### Excerpt provided
The irony of almost dropping out of one project in order to make a show based around the idea of dropping out isn’t lost on me now, but I wasn’t really aware of it at the time – rather, the new focus felt like a way to look at a time of my life I’d occasionally tried to explore but really hadn’t been able to talk about or even think about, or recognise fully had happened, even to myself, largely because of shame – because I was and still am ashamed that I dropped out at a crucial point in my life.
But this too I think is part of the definite value of the show for me – while I’m not too into the idea of reliving trauma for its own sake in the pursuit of art (I think), I hope that by looking at a period of my life that I have previously been reluctant to acknowledge existed, or else have packaged into a separate, other-wordly existence on an another narrative timeline altogether in my head, that I will be able to smooth it out, acknowledge it, make something from it – a story, mostly true, all truthful – and move on. And that by doing this, I can allow or encourage other people to do the same – to forgive themselves for wrinkles in their own timelines, to acknowledge, or even celebrate, their less presentable chapters.

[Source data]

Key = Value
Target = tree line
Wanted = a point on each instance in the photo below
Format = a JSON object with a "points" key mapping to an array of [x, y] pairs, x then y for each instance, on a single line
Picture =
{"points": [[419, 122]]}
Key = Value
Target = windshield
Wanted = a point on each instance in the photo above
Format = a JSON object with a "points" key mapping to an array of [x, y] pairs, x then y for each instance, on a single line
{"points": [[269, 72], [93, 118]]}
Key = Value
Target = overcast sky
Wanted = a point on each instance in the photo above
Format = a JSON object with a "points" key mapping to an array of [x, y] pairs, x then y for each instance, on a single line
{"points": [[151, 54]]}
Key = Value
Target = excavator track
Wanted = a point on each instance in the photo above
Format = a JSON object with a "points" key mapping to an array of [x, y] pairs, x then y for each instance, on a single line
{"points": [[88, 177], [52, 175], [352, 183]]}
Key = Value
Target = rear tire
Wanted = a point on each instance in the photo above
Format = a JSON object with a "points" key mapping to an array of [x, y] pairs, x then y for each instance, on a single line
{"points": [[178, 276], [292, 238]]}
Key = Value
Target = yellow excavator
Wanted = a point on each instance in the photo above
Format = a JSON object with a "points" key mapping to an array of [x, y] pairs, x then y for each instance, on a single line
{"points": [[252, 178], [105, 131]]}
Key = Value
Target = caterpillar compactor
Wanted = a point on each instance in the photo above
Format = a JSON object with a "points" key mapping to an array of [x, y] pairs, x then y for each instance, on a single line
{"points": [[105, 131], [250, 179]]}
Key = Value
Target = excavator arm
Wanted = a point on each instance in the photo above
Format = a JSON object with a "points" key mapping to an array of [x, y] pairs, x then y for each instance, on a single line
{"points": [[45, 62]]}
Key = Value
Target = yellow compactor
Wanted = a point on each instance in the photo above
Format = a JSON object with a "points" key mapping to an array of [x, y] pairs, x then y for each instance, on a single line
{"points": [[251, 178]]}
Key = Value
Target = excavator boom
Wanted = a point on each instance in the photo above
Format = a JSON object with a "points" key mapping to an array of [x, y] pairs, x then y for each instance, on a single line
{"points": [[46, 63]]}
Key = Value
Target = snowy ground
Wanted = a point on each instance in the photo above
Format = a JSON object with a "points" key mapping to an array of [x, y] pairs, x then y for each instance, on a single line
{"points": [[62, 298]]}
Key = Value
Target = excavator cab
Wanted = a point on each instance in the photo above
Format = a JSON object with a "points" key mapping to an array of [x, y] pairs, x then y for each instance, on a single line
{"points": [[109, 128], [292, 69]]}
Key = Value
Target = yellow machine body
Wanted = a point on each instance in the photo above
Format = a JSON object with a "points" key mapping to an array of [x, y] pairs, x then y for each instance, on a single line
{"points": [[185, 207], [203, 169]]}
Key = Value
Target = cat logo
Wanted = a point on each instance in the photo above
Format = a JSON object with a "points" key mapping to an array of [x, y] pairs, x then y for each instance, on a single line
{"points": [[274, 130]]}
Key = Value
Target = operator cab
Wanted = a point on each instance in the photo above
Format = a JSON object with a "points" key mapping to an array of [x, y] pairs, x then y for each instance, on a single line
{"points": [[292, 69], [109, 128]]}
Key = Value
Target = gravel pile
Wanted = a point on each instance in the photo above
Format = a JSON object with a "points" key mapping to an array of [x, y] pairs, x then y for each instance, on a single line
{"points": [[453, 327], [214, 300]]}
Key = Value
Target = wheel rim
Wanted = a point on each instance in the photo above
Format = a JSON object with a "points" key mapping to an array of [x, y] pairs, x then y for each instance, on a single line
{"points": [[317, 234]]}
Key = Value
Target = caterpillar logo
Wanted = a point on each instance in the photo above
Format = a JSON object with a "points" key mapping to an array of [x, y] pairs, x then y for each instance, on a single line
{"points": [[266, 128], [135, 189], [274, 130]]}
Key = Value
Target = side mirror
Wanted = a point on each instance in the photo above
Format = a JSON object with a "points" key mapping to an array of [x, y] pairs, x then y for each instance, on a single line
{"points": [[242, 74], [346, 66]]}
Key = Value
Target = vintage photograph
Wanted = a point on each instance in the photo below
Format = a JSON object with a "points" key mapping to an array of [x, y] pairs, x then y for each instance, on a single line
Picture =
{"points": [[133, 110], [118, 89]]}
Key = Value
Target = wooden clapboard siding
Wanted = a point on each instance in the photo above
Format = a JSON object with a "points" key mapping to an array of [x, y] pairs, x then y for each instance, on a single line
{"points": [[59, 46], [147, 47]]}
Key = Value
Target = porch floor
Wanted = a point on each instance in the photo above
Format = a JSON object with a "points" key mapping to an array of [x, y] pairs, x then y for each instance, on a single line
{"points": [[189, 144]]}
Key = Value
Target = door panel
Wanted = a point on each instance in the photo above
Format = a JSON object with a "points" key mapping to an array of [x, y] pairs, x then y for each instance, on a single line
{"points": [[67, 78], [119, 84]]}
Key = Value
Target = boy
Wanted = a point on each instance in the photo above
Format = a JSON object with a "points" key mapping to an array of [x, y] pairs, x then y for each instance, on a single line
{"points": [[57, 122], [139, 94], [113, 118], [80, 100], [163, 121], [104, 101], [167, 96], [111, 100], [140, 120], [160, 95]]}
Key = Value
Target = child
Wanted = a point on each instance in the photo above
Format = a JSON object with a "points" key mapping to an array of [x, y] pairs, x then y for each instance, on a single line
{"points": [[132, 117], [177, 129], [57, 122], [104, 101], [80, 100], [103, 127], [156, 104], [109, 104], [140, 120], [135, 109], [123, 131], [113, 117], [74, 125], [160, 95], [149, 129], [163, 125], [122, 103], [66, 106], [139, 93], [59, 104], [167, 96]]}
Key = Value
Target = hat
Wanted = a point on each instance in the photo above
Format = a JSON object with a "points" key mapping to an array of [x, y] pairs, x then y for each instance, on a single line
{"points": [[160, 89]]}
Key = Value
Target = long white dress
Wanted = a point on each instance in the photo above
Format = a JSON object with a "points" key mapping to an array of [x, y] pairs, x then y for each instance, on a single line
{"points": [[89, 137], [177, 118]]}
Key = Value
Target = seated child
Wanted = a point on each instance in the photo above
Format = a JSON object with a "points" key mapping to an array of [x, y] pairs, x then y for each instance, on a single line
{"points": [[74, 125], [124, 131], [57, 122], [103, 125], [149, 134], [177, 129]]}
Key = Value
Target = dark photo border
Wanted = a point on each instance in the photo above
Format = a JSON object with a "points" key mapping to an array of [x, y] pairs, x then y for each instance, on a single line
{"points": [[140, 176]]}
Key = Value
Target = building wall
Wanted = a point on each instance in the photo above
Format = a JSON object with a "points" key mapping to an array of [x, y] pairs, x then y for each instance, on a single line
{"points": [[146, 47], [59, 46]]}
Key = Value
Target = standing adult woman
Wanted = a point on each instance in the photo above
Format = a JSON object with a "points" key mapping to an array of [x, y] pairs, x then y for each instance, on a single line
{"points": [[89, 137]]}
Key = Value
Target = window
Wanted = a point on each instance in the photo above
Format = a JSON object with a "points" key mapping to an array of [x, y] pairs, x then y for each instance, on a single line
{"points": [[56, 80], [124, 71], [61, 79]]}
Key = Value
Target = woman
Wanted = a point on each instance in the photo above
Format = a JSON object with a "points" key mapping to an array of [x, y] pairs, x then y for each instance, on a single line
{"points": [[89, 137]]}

### Tasks and exercises
1. Summarize the excerpt about dropping out in two sentences.
2. Rewrite the paragraph of the excerpt about dropping out that begins "But this too I think" as a bulleted list, keeping its main points.

### Solutions per task
1. The writer nearly dropped out of one project in order to make a show about dropping out, an irony the writer was not really aware of at the time. The new focus offered a way to examine a period of life the writer had been unable to talk or even think about because of lasting shame, in the hope of acknowledging it, making a mostly true story from it, moving on, and encouraging others to forgive themselves for their own less presentable chapters.

2.
- The writer sees definite value in the show, despite not being keen on reliving trauma for its own sake in the pursuit of art.
- By looking at a period of life previously unacknowledged, or mentally set apart on another narrative timeline, the writer hopes to smooth it out, acknowledge it, make a story from it that is mostly true and all truthful, and move on.
- The writer also hopes this will allow or encourage others to forgive themselves for wrinkles in their own timelines and to acknowledge, or even celebrate, their less presentable chapters.